**PROBLEM DETAILS**
Restate word for word the lines of the entries below, starting with the line that holds "TARGET = green mountain slope" and ending with the line that holds "TARGET = red barrier wall", and no others.
▬▬▬▬▬▬▬▬▬▬
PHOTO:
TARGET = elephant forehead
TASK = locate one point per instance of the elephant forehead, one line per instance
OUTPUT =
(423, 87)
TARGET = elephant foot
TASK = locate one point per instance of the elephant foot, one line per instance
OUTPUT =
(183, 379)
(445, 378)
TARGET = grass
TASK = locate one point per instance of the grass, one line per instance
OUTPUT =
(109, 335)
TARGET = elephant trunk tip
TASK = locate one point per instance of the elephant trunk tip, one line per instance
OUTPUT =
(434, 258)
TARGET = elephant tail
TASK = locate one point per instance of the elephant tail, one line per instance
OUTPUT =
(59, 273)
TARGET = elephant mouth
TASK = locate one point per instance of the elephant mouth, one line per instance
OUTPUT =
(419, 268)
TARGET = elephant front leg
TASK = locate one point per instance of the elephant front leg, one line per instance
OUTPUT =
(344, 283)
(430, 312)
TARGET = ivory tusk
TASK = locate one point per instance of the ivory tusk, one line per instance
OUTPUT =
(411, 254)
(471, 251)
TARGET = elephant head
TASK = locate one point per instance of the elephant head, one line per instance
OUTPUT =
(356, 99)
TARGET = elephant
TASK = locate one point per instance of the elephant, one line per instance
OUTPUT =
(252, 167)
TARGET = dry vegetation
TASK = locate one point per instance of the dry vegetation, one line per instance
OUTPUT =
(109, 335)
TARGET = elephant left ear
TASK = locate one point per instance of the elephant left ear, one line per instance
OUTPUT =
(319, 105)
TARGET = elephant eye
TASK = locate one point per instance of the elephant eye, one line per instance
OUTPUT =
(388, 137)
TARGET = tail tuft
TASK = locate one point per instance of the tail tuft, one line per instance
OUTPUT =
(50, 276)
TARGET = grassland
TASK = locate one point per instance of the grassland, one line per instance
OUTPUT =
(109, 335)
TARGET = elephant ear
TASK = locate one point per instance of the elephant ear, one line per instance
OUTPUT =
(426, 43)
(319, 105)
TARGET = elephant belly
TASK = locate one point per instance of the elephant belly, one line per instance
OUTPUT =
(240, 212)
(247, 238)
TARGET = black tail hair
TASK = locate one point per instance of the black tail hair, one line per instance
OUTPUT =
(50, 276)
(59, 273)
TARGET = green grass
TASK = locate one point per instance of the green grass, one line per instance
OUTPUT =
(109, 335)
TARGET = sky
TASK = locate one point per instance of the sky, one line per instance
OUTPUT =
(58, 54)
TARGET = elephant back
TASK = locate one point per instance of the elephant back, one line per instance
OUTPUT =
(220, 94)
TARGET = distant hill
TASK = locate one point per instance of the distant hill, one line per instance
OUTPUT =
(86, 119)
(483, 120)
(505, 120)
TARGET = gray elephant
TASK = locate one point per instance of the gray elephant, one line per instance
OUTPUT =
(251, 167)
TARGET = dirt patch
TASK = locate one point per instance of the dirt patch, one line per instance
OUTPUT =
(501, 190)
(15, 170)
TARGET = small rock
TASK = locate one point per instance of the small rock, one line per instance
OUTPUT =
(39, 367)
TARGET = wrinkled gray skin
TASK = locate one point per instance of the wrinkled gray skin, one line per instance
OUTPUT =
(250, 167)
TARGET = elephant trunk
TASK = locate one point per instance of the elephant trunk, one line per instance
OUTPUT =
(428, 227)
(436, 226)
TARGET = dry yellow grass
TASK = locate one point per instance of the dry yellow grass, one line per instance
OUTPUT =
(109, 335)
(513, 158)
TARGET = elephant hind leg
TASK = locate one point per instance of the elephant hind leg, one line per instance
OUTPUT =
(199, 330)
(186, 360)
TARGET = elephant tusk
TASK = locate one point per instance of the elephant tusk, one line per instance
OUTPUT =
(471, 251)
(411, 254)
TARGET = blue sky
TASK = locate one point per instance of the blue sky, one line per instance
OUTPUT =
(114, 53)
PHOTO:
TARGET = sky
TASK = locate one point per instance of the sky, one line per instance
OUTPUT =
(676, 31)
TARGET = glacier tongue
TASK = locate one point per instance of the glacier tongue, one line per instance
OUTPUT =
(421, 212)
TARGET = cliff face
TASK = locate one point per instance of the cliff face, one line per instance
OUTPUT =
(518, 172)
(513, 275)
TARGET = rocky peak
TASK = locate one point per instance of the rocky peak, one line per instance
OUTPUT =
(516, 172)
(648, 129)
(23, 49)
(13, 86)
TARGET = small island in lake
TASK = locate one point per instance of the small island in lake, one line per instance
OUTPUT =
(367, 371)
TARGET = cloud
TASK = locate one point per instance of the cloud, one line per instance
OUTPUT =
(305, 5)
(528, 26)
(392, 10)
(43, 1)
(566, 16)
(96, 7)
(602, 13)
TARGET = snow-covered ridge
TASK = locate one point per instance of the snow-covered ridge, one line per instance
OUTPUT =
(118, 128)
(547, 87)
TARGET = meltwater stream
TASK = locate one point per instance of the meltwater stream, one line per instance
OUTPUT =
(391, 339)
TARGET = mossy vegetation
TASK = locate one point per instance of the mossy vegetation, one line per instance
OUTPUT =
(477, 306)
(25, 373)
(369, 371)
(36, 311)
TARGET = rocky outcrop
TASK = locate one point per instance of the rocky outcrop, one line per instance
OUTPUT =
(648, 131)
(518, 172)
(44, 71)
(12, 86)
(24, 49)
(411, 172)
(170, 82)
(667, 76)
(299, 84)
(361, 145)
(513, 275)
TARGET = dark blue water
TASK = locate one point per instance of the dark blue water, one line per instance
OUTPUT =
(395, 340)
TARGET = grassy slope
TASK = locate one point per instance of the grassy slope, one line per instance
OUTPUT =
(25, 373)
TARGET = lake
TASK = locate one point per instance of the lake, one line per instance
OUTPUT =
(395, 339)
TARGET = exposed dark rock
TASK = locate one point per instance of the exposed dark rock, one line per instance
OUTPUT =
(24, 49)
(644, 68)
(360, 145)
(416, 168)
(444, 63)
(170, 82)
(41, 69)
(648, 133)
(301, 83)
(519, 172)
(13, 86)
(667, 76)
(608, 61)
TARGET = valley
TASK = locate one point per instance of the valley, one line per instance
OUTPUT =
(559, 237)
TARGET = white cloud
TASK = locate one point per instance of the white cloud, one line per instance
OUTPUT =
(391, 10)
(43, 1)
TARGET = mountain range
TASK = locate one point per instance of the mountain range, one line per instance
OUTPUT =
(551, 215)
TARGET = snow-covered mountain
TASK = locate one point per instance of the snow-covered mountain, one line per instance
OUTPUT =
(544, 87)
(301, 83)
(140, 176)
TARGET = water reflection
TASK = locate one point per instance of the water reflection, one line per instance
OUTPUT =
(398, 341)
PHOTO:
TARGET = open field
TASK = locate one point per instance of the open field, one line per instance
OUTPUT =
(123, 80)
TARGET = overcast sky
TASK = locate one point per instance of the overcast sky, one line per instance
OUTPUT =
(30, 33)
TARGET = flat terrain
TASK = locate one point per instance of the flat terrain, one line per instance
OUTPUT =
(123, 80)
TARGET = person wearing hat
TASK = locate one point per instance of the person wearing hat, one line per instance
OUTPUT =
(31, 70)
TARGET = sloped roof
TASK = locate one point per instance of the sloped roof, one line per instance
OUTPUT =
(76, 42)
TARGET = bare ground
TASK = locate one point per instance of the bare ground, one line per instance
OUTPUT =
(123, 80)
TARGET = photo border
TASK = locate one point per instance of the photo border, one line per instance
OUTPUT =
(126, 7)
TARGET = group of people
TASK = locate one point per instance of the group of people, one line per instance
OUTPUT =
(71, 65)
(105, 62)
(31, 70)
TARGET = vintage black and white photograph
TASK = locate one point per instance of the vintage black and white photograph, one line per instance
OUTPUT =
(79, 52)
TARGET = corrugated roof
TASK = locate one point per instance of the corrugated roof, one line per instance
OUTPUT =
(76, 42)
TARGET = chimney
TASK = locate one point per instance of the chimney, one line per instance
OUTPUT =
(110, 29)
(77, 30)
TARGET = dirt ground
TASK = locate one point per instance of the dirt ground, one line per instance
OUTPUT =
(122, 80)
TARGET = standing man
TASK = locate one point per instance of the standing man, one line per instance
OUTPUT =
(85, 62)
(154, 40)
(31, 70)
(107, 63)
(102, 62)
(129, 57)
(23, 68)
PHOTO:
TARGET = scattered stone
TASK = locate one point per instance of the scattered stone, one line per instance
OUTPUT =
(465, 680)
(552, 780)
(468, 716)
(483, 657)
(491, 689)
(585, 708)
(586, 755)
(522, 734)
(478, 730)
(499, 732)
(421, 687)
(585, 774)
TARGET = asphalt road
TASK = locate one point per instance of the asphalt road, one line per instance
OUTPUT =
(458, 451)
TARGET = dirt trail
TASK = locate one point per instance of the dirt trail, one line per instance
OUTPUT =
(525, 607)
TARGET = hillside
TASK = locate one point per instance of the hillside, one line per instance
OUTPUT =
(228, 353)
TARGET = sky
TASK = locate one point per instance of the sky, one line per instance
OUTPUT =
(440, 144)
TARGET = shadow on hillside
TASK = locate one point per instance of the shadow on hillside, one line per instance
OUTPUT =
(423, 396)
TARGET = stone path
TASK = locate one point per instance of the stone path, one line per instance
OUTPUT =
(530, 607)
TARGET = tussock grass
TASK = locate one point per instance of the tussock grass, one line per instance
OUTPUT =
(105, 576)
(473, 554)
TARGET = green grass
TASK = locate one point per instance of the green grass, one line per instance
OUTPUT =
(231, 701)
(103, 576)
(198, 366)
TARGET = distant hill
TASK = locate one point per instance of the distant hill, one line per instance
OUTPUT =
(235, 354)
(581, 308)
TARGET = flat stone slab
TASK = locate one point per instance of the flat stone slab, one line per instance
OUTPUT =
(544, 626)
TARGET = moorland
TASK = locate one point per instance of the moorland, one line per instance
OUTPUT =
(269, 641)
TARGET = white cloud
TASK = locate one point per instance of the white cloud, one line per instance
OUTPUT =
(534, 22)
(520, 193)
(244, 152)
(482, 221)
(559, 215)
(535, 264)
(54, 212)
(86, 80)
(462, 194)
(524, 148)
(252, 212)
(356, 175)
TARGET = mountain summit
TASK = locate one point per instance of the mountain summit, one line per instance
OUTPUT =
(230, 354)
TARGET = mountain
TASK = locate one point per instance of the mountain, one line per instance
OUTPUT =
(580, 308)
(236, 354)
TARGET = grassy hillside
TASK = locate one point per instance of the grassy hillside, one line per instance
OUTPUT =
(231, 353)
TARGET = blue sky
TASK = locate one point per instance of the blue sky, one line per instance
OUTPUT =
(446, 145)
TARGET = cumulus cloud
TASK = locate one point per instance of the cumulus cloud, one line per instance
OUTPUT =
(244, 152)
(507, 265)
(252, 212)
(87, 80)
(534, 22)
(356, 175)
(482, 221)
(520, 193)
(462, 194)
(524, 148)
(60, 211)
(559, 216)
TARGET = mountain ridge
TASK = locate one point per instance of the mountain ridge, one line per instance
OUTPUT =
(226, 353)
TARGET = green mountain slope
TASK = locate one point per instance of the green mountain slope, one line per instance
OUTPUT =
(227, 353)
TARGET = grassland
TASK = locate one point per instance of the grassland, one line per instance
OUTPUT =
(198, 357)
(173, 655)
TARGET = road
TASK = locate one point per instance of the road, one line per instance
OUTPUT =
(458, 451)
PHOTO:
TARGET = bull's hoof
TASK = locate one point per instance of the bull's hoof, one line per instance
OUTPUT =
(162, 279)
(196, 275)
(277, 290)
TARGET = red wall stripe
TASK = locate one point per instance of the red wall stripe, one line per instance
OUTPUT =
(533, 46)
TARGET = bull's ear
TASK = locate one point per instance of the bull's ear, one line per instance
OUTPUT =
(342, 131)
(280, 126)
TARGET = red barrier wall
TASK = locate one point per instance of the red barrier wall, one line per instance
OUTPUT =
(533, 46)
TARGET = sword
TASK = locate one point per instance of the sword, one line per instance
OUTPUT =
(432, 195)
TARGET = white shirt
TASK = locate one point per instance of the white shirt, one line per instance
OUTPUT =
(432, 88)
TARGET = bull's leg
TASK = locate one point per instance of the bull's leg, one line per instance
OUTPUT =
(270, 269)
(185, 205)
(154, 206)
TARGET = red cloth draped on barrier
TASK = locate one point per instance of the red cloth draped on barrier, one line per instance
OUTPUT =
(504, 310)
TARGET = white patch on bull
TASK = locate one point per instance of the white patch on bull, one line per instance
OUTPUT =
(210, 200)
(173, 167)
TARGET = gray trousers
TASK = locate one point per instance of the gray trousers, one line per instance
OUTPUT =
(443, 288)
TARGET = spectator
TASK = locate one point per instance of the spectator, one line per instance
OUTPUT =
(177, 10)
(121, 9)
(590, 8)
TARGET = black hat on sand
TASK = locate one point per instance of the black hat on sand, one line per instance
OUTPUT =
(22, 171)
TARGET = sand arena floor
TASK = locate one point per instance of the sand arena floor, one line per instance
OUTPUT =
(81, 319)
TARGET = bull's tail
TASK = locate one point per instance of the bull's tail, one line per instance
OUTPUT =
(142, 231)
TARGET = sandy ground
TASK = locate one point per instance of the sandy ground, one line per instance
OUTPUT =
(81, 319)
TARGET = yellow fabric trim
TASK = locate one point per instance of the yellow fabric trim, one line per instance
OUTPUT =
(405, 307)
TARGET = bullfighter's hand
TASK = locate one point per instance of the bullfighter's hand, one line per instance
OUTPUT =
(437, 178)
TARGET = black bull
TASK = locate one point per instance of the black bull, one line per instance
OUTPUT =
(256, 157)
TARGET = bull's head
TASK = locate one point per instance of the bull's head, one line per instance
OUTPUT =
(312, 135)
▬▬▬▬▬▬▬▬▬▬
**SOLUTION TO THE EXERCISE**
TARGET = green mountain slope
TASK = locate one point per instance of the green mountain slope, one line per instance
OUTPUT =
(227, 353)
TARGET = grassland
TASK = locate one point per instance of the grassland, one line per instance
OUTPUT =
(198, 357)
(173, 655)
TARGET = road
TASK = locate one point per instance of the road, one line per instance
OUTPUT =
(458, 451)
PHOTO:
TARGET = bull's hoof
TASK = locate one point per instance of the bull's hoof, one line per instance
OUTPUT =
(162, 279)
(196, 275)
(277, 290)
TARGET = red wall stripe
TASK = locate one point per instance of the red wall stripe, one line per instance
OUTPUT =
(533, 46)
TARGET = bull's ear
TASK = locate one point per instance of the bull's ear, one line per instance
OUTPUT =
(342, 131)
(280, 126)
TARGET = red barrier wall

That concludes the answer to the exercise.